'''

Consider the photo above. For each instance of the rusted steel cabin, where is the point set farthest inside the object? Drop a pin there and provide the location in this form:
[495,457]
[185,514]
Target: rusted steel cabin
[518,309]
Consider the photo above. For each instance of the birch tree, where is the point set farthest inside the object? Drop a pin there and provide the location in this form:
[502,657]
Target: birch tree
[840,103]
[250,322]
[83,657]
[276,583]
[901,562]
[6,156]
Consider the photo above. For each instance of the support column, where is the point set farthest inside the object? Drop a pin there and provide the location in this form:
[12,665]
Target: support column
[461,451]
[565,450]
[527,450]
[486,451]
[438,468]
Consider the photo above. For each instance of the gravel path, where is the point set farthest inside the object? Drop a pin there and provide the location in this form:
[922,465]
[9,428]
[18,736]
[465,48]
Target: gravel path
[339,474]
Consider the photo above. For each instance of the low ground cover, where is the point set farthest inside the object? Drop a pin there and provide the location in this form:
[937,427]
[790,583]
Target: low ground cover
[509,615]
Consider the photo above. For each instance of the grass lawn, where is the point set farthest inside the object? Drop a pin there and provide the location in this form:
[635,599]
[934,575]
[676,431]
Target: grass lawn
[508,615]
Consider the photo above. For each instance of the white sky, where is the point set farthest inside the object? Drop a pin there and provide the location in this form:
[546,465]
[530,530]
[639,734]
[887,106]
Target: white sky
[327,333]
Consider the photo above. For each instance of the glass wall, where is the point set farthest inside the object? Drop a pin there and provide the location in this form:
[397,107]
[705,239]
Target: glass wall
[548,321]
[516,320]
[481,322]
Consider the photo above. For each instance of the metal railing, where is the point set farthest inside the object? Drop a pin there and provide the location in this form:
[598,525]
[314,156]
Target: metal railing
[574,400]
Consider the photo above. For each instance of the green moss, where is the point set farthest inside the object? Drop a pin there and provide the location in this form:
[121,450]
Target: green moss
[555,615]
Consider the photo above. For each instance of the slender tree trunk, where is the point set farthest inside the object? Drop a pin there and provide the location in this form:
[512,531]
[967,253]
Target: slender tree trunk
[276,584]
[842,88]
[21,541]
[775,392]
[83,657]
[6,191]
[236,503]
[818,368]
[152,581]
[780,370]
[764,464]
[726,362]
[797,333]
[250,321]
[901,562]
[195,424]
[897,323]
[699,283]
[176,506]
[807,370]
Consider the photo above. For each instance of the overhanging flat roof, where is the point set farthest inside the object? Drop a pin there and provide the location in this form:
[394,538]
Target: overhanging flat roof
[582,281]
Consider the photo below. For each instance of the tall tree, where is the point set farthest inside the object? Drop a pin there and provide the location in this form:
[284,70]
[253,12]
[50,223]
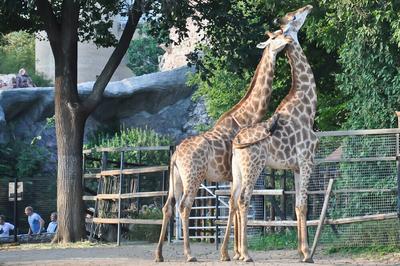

'''

Before printing the records again, strip out the pictures; change nothing else.

Written response:
Consider the photo above. For each instance of the rusted steel cabin, where is the point set farthest inside the object? Drop a pin there and provide the location in this form:
[495,457]
[185,514]
Target: rusted steel cabin
[518,309]
Consider the photo above. For each instance of the birch tree, where is the point set farthest inside the object? Drop a pin there and provide the location in this form:
[502,657]
Target: birch tree
[840,103]
[250,322]
[83,657]
[276,583]
[901,562]
[6,156]
Consider the photo above. For each instance of the support column, where is the point set farthest inside the object? Drop a pin there and provide the location in this form:
[12,665]
Target: support column
[461,451]
[565,450]
[527,450]
[486,451]
[438,468]
Consider the photo above. For each instance of the gravel path, where is the point set farthest inside the object? Drop a pin there and provide the location in this form:
[922,465]
[9,428]
[18,736]
[465,48]
Target: gravel path
[339,474]
Consider the photo above. For each instance of the low ground cover, where is the point set farthest inside the object? Drop a pin there and provide the location in this form:
[937,427]
[790,583]
Target: low ground cover
[509,615]
Consider the photo above. For each instance of the grass lawn, where is the point set farthest inside the object? Drop a pin there and provide the location in this form:
[635,599]
[934,575]
[676,431]
Target: grass lawn
[508,615]
Consider the photo above. For each instance of the white sky, where is the point set farthest inside the object? Drop a pin there and provide the location in this form:
[546,465]
[530,530]
[639,734]
[887,106]
Target: white sky
[327,333]
Consider the photo above. For each instance of the glass wall, where is the point set farthest inside the object? Drop a pin there and provide the location in this form:
[397,107]
[705,239]
Target: glass wall
[548,321]
[516,320]
[481,322]
Consider the photo above. For each instance of the metal railing, where is the point set farthest inside the object? Drop a pin there and provide the location in this form:
[598,525]
[314,156]
Target: metal railing
[574,400]
Consider the photo above. For each instance of the green moss, where is the point set farthest inside the object? Drop a pin there and provide the location in this form:
[121,450]
Target: green moss
[555,615]
Consider the photo above. For each instance of the slender tree trunk, where is the point set farthest inside the object? Drop a pin there and provide the location in this form:
[512,531]
[967,253]
Target: slender tree trunk
[276,584]
[842,88]
[21,541]
[775,392]
[83,657]
[6,191]
[236,503]
[818,368]
[152,581]
[780,370]
[764,464]
[726,362]
[797,333]
[250,321]
[901,562]
[195,424]
[897,323]
[699,283]
[176,506]
[807,370]
Consider the photo above. For each instance of the overhanging flat roof, where is the point set farthest inside the object? Drop a pin there and provide the location in this form:
[394,538]
Target: overhanging flat roof
[582,281]
Consider the photo below. For each instance of the tall tree, where is the point set farthest inside the object? Drop a pin there and provide the location in this form:
[284,70]
[253,12]
[50,223]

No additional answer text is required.